## DATA FOR REVIEW

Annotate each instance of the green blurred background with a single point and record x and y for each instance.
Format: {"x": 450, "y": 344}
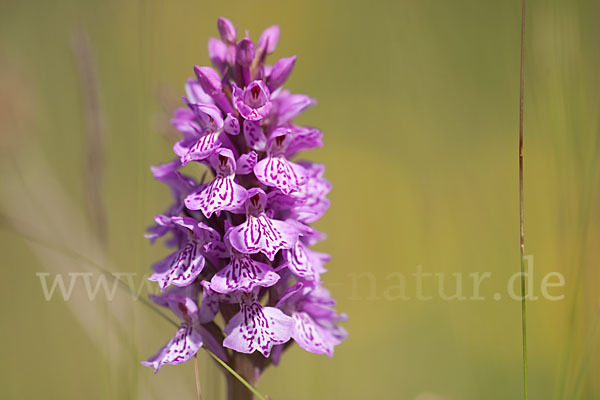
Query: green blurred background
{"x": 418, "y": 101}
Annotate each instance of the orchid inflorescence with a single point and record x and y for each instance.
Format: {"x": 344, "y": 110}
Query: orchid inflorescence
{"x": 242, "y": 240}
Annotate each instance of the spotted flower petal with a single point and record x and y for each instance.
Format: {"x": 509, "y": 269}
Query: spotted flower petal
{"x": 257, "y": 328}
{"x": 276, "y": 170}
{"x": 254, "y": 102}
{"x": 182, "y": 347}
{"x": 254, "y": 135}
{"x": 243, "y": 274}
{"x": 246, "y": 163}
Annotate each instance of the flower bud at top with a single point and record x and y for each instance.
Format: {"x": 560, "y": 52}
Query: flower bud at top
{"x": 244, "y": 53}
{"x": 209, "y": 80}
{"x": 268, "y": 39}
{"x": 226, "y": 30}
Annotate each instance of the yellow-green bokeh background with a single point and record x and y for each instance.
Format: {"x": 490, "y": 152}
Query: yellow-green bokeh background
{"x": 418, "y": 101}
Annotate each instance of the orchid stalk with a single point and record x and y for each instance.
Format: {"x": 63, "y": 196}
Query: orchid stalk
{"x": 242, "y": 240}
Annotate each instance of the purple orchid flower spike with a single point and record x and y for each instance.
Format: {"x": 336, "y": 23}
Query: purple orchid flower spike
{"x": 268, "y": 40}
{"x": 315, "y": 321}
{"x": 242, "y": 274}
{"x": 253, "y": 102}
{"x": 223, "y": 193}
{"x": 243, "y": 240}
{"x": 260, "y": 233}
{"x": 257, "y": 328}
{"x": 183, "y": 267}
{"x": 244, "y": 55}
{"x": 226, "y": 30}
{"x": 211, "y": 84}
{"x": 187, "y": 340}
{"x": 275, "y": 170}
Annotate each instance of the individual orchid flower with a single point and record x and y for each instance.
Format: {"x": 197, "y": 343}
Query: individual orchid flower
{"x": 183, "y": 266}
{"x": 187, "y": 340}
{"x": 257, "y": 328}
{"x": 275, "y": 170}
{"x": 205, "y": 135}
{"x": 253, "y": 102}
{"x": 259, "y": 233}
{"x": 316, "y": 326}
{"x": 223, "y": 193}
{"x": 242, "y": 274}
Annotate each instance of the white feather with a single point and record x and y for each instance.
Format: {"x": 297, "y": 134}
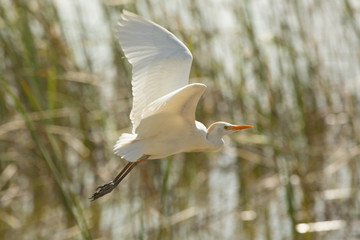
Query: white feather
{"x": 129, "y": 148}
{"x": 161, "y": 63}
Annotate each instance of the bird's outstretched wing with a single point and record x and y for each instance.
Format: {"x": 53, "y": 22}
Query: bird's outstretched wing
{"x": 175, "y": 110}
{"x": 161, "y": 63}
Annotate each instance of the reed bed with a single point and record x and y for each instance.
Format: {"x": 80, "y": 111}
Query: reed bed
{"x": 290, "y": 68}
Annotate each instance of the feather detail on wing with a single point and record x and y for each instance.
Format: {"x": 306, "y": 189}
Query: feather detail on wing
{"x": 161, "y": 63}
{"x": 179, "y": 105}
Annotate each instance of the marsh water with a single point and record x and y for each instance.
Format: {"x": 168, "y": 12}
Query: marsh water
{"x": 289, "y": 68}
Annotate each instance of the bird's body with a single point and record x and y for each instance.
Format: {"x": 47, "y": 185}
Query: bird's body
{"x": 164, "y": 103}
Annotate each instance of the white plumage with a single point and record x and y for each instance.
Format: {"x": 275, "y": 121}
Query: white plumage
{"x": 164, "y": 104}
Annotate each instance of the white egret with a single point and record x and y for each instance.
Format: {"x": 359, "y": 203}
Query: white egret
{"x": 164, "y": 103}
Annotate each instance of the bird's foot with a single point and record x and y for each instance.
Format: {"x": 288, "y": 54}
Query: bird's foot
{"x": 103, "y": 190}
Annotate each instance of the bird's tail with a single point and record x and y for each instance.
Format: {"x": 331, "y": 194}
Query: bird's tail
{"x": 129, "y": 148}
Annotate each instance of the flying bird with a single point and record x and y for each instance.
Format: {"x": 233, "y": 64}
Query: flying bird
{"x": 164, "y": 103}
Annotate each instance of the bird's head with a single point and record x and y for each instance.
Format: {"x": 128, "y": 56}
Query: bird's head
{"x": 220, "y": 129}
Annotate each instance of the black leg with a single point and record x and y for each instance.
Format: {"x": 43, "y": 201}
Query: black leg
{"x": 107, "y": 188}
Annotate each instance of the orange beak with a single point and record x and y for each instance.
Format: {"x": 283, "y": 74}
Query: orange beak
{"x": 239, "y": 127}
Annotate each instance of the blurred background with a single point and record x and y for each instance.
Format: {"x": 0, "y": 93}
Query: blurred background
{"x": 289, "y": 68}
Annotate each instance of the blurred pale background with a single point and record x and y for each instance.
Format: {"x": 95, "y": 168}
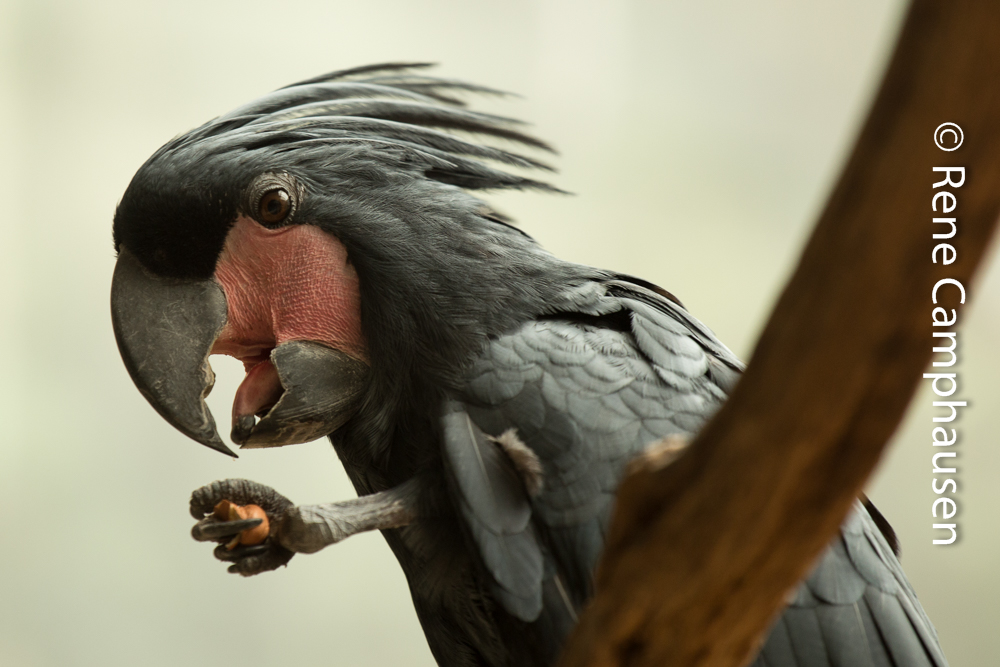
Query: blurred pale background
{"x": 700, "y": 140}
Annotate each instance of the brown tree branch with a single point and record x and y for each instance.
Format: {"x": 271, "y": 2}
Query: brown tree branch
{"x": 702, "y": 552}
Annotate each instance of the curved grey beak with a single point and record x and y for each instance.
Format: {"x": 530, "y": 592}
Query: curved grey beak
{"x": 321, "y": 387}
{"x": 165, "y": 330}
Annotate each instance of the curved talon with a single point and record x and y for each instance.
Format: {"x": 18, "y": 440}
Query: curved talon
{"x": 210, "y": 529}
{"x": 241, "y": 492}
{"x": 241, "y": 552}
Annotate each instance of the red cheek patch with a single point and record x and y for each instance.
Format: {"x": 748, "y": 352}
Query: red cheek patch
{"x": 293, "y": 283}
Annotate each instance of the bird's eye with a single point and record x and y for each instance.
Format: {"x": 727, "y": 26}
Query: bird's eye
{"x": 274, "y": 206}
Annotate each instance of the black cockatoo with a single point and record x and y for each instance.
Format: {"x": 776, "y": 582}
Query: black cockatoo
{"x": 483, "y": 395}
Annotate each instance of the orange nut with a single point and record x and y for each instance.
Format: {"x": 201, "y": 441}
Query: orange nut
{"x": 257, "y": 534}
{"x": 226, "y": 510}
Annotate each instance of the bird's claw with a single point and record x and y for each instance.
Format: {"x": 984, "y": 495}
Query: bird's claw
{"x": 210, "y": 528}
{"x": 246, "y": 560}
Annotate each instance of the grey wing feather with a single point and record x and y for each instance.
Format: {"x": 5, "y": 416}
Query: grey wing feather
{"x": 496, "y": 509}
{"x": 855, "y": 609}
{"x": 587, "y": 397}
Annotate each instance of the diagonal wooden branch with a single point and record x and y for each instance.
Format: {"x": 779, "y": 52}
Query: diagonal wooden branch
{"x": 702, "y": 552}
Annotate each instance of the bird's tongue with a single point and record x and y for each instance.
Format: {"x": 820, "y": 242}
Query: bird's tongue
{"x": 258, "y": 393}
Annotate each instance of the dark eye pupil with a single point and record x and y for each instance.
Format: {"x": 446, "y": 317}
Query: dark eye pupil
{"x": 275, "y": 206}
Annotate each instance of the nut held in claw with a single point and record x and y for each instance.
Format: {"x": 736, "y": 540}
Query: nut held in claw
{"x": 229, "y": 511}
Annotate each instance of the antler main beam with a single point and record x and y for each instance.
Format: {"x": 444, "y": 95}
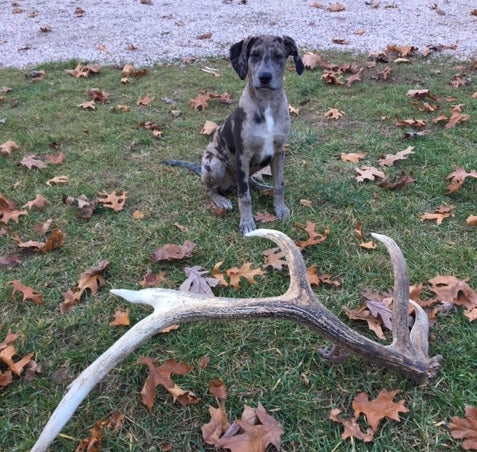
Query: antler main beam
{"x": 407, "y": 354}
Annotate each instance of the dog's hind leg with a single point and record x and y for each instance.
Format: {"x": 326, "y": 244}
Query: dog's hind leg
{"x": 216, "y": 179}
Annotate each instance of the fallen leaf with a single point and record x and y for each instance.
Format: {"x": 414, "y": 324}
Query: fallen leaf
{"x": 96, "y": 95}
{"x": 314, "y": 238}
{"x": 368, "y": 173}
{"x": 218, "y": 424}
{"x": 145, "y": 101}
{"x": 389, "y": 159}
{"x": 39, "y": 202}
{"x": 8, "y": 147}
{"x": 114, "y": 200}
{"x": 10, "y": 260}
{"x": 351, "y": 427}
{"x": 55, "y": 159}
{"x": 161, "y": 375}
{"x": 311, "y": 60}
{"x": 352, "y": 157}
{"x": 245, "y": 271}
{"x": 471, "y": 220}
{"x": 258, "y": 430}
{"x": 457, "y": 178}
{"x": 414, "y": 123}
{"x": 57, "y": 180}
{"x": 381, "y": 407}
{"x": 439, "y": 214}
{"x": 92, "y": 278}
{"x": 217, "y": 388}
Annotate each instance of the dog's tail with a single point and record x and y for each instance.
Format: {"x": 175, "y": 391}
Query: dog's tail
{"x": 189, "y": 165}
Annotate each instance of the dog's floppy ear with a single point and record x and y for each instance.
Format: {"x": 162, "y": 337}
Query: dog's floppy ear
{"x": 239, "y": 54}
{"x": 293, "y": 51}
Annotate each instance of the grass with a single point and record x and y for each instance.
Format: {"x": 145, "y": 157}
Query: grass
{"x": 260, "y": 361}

* * *

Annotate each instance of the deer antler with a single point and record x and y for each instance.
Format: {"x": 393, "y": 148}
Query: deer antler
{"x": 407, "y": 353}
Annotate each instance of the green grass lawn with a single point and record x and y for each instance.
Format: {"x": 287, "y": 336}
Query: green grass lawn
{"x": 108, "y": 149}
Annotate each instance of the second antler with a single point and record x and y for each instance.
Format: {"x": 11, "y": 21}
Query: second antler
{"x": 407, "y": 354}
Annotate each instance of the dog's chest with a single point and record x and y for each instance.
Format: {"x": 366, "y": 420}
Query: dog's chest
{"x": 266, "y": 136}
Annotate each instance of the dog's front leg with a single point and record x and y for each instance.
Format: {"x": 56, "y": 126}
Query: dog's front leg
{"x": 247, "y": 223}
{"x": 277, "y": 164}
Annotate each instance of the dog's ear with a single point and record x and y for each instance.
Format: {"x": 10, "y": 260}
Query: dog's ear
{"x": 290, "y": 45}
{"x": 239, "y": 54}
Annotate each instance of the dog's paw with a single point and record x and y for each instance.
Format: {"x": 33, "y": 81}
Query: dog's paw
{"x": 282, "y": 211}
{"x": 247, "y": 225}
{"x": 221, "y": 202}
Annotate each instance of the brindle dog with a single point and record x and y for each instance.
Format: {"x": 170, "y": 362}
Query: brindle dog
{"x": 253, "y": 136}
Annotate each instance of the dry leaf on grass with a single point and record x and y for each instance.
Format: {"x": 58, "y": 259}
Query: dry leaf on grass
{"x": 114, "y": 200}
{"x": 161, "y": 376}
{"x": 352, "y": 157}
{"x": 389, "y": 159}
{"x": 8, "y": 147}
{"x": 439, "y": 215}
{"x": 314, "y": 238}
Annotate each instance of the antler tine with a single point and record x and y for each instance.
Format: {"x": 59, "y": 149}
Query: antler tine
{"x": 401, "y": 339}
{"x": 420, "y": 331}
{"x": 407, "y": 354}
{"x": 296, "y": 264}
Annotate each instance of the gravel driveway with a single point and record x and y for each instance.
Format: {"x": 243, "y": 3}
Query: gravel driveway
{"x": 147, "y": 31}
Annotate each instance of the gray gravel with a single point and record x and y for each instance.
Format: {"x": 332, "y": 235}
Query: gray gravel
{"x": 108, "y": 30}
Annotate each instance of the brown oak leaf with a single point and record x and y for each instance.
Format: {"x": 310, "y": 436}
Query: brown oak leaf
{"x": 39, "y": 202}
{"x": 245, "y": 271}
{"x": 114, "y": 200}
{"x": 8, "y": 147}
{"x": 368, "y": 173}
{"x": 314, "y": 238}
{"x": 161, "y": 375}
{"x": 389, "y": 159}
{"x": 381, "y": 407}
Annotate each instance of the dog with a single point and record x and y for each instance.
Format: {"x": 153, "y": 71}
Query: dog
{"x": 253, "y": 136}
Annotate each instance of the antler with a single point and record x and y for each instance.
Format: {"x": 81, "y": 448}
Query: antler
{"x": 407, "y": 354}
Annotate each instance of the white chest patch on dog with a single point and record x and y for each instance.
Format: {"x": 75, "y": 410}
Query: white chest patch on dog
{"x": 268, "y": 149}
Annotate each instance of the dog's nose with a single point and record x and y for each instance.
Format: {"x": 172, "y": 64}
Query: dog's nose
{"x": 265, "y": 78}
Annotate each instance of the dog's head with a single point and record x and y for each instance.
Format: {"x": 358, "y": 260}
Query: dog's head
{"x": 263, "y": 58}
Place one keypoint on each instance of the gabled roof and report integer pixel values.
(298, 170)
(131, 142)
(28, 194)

* * *

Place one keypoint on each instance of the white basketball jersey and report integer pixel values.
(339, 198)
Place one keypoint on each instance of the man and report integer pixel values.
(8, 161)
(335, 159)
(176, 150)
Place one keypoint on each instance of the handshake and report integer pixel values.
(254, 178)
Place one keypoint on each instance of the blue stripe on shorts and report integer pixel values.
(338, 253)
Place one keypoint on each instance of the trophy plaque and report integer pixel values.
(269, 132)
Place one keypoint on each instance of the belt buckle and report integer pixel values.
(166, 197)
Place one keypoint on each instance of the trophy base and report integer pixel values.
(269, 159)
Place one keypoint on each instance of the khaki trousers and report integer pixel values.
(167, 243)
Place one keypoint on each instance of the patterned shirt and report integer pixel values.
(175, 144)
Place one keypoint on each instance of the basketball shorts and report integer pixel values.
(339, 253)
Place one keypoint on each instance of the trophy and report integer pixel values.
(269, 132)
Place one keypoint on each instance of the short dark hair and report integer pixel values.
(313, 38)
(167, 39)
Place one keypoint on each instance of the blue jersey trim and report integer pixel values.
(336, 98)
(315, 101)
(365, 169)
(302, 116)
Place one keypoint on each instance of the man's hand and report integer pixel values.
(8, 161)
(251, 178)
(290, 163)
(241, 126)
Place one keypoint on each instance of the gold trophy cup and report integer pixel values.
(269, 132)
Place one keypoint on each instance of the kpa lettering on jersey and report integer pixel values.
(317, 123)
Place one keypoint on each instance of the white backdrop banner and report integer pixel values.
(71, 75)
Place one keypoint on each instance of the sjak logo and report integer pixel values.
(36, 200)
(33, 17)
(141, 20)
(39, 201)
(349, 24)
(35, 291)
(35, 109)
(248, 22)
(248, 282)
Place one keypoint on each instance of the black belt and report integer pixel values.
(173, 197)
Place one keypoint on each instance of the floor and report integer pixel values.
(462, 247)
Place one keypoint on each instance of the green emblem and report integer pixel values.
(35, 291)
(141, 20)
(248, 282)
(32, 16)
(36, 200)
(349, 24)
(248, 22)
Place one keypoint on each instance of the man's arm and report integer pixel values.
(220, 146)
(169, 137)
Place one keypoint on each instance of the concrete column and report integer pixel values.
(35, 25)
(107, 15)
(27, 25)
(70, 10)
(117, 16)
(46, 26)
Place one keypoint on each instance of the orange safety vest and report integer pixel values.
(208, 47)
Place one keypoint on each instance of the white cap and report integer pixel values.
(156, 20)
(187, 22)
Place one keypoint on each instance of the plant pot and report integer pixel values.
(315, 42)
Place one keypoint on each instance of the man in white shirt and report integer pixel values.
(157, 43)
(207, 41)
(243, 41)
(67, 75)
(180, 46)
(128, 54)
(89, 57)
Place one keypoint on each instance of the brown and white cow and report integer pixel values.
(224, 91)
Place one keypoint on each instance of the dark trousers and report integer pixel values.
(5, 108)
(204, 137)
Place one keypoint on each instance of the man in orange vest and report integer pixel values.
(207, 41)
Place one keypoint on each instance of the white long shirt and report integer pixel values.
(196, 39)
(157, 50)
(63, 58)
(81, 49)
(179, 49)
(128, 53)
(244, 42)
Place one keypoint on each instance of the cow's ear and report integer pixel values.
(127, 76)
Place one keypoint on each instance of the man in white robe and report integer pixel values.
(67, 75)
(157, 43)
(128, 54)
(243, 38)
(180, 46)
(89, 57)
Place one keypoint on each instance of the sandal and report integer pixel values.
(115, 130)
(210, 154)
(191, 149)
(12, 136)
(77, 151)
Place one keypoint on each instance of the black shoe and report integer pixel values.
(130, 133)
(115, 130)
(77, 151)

## TASK DESCRIPTION
Return exactly, and only, the lines above starting at the line that contains "Annotate each instance of the antler tine" and ending at the line that contains "Annotate each instance of the dog with".

## SOLUTION TO THE EXERCISE
Annotate each instance of the antler tine with a single point and record x and y for each instance.
Format: {"x": 59, "y": 149}
Query: antler tine
{"x": 401, "y": 339}
{"x": 420, "y": 331}
{"x": 407, "y": 354}
{"x": 296, "y": 264}
Annotate each instance of the gravel driveway with a single point and record x and y for each instance.
Format: {"x": 243, "y": 3}
Query: gravel driveway
{"x": 147, "y": 31}
Annotate each instance of the gray gravel with a single point and record x and y for each instance.
Format: {"x": 332, "y": 235}
Query: gray gravel
{"x": 108, "y": 30}
Annotate each instance of the brown oak leaf with a single point and record x and y for each instance.
Format: {"x": 310, "y": 436}
Query: brown oak leaf
{"x": 39, "y": 202}
{"x": 245, "y": 271}
{"x": 114, "y": 200}
{"x": 8, "y": 147}
{"x": 368, "y": 173}
{"x": 314, "y": 238}
{"x": 161, "y": 375}
{"x": 389, "y": 159}
{"x": 381, "y": 407}
Annotate each instance of the dog with a single point and record x and y for each instance.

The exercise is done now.